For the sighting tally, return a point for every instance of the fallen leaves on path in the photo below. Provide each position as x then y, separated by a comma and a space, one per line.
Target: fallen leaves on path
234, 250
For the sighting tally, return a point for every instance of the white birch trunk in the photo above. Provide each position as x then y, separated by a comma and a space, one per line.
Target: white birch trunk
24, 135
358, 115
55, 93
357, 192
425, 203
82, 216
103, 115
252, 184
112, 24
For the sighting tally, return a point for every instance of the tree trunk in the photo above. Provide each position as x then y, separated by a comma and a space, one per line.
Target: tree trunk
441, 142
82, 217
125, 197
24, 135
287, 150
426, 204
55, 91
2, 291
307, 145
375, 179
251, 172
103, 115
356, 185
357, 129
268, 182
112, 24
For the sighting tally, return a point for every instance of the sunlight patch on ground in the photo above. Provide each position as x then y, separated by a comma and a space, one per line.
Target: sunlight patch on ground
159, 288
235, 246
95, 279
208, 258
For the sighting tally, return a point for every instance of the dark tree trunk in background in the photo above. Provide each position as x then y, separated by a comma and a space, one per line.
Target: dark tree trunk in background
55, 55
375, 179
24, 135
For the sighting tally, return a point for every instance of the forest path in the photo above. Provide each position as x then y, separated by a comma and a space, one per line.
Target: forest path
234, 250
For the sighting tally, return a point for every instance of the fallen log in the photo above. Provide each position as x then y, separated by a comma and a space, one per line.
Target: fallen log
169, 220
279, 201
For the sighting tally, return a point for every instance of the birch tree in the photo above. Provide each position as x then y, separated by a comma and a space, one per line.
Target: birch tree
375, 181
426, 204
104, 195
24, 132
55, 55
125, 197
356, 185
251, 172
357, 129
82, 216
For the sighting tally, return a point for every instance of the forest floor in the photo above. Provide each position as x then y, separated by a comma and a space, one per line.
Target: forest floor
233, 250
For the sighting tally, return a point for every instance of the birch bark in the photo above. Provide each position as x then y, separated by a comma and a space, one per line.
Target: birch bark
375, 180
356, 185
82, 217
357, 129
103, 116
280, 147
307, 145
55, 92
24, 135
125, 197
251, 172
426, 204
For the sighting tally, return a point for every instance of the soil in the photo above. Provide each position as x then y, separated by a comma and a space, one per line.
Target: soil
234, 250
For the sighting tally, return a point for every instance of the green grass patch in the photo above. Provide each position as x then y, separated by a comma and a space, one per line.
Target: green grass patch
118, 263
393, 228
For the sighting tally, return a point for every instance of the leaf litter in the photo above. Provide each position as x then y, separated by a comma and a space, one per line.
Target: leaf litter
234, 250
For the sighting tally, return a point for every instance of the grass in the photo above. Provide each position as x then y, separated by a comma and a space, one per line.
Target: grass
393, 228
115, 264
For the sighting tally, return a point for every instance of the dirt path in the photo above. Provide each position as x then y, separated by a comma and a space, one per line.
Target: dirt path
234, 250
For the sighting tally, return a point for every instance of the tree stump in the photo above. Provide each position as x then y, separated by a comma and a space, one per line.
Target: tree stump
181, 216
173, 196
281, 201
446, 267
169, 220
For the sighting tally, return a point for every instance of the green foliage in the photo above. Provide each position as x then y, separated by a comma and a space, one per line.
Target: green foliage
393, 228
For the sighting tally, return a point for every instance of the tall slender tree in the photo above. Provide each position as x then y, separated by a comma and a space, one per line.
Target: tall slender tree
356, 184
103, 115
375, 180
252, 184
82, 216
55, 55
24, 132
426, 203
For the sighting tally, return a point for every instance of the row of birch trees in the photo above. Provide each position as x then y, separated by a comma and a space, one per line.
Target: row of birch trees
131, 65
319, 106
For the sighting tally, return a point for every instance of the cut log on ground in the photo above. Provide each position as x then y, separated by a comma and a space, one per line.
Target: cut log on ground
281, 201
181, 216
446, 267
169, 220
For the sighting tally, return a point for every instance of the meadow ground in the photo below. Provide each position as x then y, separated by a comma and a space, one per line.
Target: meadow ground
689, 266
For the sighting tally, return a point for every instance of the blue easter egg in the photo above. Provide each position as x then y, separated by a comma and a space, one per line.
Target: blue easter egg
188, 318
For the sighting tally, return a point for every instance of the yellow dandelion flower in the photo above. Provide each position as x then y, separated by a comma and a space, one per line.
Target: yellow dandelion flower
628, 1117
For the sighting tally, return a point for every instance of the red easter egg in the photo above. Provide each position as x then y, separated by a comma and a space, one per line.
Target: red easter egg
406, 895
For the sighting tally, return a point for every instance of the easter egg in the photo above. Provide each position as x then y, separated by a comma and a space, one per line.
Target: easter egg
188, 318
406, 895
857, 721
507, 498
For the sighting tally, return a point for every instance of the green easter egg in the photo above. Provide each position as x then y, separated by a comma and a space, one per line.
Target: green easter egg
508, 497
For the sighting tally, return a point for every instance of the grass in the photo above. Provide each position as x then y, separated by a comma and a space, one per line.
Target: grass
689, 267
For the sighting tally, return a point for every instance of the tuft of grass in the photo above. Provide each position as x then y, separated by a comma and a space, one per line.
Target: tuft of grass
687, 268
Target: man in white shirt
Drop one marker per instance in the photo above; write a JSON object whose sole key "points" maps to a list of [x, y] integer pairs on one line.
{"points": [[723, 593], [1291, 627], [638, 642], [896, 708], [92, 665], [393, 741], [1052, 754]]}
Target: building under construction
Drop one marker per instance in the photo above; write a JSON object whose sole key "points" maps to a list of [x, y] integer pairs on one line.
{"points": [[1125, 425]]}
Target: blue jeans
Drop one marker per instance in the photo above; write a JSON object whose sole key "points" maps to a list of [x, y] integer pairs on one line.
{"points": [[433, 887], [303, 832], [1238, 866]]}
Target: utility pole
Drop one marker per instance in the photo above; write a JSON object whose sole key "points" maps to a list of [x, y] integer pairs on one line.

━━━━━━━━━━

• Exercise goal: Copy the records above exactly as they appear.

• Finished task:
For the sighting tally, return a point for every instance of the fallen leaves on path in the photo below. Provide each position as x then y, separated by a comma and a space, one per line.
Target: fallen leaves on path
234, 250
For the sighting tally, return a point for every instance of the white birch trunk in the photo above. Provide each position as x then y, separated by a comma and a space, one per line.
Target: white birch trunk
24, 135
358, 115
55, 93
357, 192
425, 203
82, 216
103, 115
252, 184
112, 24
For the sighting tally, return a point for every instance of the tree trunk in the photo above. Provide each position as x then y, separated by a comma and a space, one per line.
Target: tree trunk
441, 142
82, 217
125, 197
24, 135
287, 150
426, 204
55, 91
2, 291
307, 145
375, 179
251, 172
103, 115
356, 185
357, 129
268, 182
112, 24
For the sighting tally, return a point for every instance of the sunlight patch on ground in the photo above. Provide each position as x then y, separated by a comma and a space, one per line.
Target: sunlight patch on ground
159, 288
235, 246
95, 279
208, 258
For the sighting tally, return a point for every instance of the dark tree trunk in background in the photo above. Provide each position as x then y, separated by a comma and a space, one per line.
Target: dark tree trunk in background
55, 55
375, 179
24, 135
For the sighting tally, return a point for every instance of the forest path in the photo above. Provide each position as x then y, separated by a comma and a space, one per line.
Target: forest path
234, 250
For the sighting tally, return a point for every instance of the fallen log in the photo above. Provide each position as x then y, separated by a comma and a space, one per line.
Target: fallen log
169, 220
279, 201
For the sighting tally, return a point for every instance of the birch tree in the photo above. Provide each position as x then y, separated by a comma and a space, one per line.
Target: birch tree
375, 181
426, 204
104, 195
24, 132
55, 55
125, 197
356, 185
251, 172
357, 129
82, 216
For the sighting tally, return a point for every instance of the forest floor in the photo above. Provide each position as x then y, separated by a comma and a space, one per line.
Target: forest floor
233, 250
For the sighting tally, return a point for every instance of the birch bark in the photo above. Provide each position as x then y, separated by a comma and a space, one per line.
Target: birch bark
375, 180
356, 185
82, 217
357, 129
103, 116
280, 147
307, 145
55, 92
24, 135
125, 197
251, 172
426, 204
For the sighting tally, return a point for every instance of the soil in the photo above. Provide each position as x then y, separated by a comma and a space, one per line.
Target: soil
234, 250
For the sighting tally, return a point for every instance of the green grass patch in the photo above. Provide each position as x then y, separated by a comma and a space, one per line.
Target: green grass patch
118, 263
393, 228
For the sighting tally, return a point for every instance of the leaf litter in the photo above. Provide each position as x then y, separated by a comma and a space, one per line.
Target: leaf litter
234, 250
For the sighting tally, return a point for every instance of the grass in the photo above. Provide each position as x then y, separated by a comma and a space, one per line.
Target: grass
393, 228
115, 264
For the sighting tally, return a point for every instance of the dirt path in the photo above. Provide each position as x then y, separated by a comma and a space, one per line.
Target: dirt path
234, 250
For the sighting tally, return a point for every instance of the tree stump in the photo above. Provide each position as x then y, separated by a comma and a space, one per line.
Target: tree stump
181, 216
173, 196
281, 201
446, 267
169, 220
For the sighting tally, return a point for every instance of the green foliage in the photo above. Provide each position as x then y, separated by a comma and a space, one per line.
Target: green foliage
393, 228
For the sighting tally, return a point for every instance of the tall slender tree in the photo above. Provide each position as x then y, separated by a comma and a space, one per line.
Target: tall slender tree
356, 184
103, 115
375, 180
252, 184
82, 216
55, 55
24, 132
426, 203
For the sighting tally, return a point for every instance of the row of birch trees in the photo above. Provide each position as x then y, separated by a comma and a space, one per line.
Target: row of birch trees
131, 65
319, 106
For the sighting tally, return a point for every instance of the cut log on ground in the photo above. Provide each position as x then y, separated by a comma and a space, one per line.
Target: cut log on ground
281, 201
181, 216
446, 267
169, 220
For the sighting tally, return a point for every instance of the meadow ground in the photo below. Provide each position as x then y, separated by a comma and a space, one per line.
Target: meadow ground
689, 266
For the sighting tally, return a point for every instance of the blue easter egg in the photo above. Provide each position as x then y, separated by a comma and a space, one per line.
Target: blue easter egg
188, 318
For the sighting tally, return a point for every instance of the yellow dandelion flower in the photo above. Provide each position as x then y, separated by a comma and a space, one per line.
Target: yellow dandelion flower
628, 1117
For the sighting tally, return a point for every instance of the red easter egg in the photo above. Provide each position as x then y, separated by a comma and a space, one per line.
Target: red easter egg
406, 895
For the sighting tally, return a point for every instance of the easter egg in the photo above. Provide each position as x then y, separated by a comma and a space, one per line.
Target: easter egg
188, 318
406, 895
857, 721
507, 498
For the sighting tally, return a point for every instance of the green easter egg in the photo above. Provide each position as x then y, separated by a comma and a space, one per line.
Target: green easter egg
508, 497
For the sighting tally, return a point for every instance of the grass in the photo above. Provide each position as x then y, separated by a comma and a space, one per line.
Target: grass
689, 267
For the sighting tally, return a point for every instance of the tuft of grass in the photo above. Provide each position as x then y, separated by a comma and a space, one per line.
Target: tuft of grass
687, 268
Target: man in white shirt
Drop one marker per instance in the photo above; write a JSON object whose sole key "points" maps to a list of [x, y] integer pairs on one line.
{"points": [[723, 593], [1291, 627], [638, 642], [896, 708], [92, 665], [393, 741], [1052, 754]]}
Target: building under construction
Drop one marker per instance in the photo above; write a JSON object whose sole key "points" maps to a list of [x, y] integer pairs on one line.
{"points": [[1125, 425]]}
Target: blue jeans
Drop one marker per instance in the photo above; write a JSON object whose sole key "points" maps to a list of [x, y] integer pairs on one line.
{"points": [[433, 887], [303, 832], [1238, 866]]}
Target: utility pole
Drop one marker per instance in the photo above; write a JSON object whose sole key "points" maps to a list of [x, y] integer pairs on one line.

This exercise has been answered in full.